*SUPPLIED TEXT*.

On the train out of Clapham Junction station you can see the big Public and Commercial Services Union (PCS) building on which hangs a huge banner: “Austerity isn’t working, support out alternative”. When even George Osborne’s old buddy, the International Monetary Fund's Christine Lagarde, is saying the austerity is going too far in the UK, the need for an alternative is obvious. But the Labour Party promises nothing – not a single pledge about the future will they give. Most people don’t know what the PCS’s alternative is: a radical alternative is all but absent from the national political framework.

Ken Loach didn’t launch "an appeal" for a broad left party, it was just an opinion in an Open Democracy interview that an SR supporter put on their website, and it was picked up by Andrew Burgin for Left Unity in a very intelligent way. It was made "an appeal" by popular acclaim. The fact that now more than 8000 people have signed shows the political space that has been opened and which Left Unity has walked in to, without major national political figures heading it up. That’s a disadvantage but also an advantage – Respect was always too beholden the vagaries of George Galloway. But we can now say we have a much better platform to fight for a broad left party.

There is still a long way to go to move towards a real national political party-type formation – whether it will call itself a "party" is open for debate and not the crucial issue. The crucial question is how it operates – democratically and not by top down diktat, open to the social movements and mass campaigns and of course standing in local elections. But one thing must be clear from the outset. You must build a national political framework with a name that is known and used in elections. Infinite fronts, committees and local alliances don’t get you that national profile and national recognition.

Revolutionary regroupment

In any case how does fighting for a broad left party chime in with revolutionary regroupment? Some people will say once you have a broader framework, then why do you need a Marxist organisation? I disagree with that unless you have something like the early Scottish Socialist Party experience in which the decisive section of the broad party leadership are the Marxists themselves. The old Militant Labour decided to set up the International Socialist Movement inside the SSP, but it flopped. Everybody asked: why do we have to go to two meetings a week to discuss the same issues? Of course that’s a nice problem to have in some ways, but it wouldn’t work in England and Wales with a really broad party. Then the organisation of a Marxist trend would be an inevitable and vital development.

It is obvious that there is an objective convergence going on with the ACI and the ISN saying a lot of the same things that we are about revolutionary organisation today. But this moment won’t last: organisations that don’t come together soon find reasons for staying apart.

You could say that Socialist Resistance has prefigured the critique of sclerotic archaeotrotskyism for a long while, but that’s only partly true. It’s true that many of the things said by the ACI and ISN have been themes in our politics for a long time – internal democracy, feminism, a less sectarian attitude to the rest of the left – in fact going back to the Fourth International documents on women’s liberation and Socialist Democracy at the 1979 world congress. But other comrades, particularly crystallised in the book by Luke Copper and Simon Hardy[1] have deepened this critique and allowed us to see the crisis of the sect formation in a new and more profound way. They have helped develop our thinking on these things as well.

(Rows from a pointing dataset, data)
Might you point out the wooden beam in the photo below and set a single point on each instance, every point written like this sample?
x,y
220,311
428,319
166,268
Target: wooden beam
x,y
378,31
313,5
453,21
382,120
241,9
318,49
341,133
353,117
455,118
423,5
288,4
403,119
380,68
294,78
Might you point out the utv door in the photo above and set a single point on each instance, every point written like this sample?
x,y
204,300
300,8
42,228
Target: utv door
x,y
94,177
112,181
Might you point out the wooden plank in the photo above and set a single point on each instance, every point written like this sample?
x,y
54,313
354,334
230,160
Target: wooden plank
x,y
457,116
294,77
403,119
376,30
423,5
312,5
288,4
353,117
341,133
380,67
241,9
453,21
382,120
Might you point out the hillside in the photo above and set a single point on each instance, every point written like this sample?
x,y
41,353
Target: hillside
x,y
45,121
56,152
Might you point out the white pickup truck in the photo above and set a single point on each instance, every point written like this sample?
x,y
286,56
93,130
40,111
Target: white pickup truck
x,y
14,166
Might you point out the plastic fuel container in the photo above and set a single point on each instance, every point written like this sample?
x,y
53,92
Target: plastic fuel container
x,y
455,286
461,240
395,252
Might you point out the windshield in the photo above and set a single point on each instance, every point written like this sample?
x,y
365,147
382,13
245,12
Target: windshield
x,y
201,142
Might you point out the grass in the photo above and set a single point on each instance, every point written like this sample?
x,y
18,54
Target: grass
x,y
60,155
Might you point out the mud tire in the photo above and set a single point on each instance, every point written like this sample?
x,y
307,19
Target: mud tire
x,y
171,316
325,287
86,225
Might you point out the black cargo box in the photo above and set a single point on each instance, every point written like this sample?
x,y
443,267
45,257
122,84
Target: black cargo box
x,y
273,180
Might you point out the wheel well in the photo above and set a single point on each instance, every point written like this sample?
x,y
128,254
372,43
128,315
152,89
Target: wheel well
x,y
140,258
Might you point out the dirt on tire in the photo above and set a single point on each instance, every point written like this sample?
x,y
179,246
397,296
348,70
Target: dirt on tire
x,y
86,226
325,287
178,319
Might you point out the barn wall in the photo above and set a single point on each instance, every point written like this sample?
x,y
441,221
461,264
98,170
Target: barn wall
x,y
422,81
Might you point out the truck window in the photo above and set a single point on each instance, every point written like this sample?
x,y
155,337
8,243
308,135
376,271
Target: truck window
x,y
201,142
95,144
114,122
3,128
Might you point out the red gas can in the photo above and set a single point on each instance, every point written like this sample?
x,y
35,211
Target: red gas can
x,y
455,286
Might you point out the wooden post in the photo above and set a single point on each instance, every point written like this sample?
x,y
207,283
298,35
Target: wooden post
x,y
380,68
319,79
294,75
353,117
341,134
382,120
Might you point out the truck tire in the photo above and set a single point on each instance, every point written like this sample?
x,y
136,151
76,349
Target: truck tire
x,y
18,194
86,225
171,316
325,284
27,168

*OBJECTIVE*.
Please state how many people, according to the passage about a broad left party, have now signed. The data has no connection to the passage about a broad left party.

*FULL ANSWER*.
More than 8000 people have signed.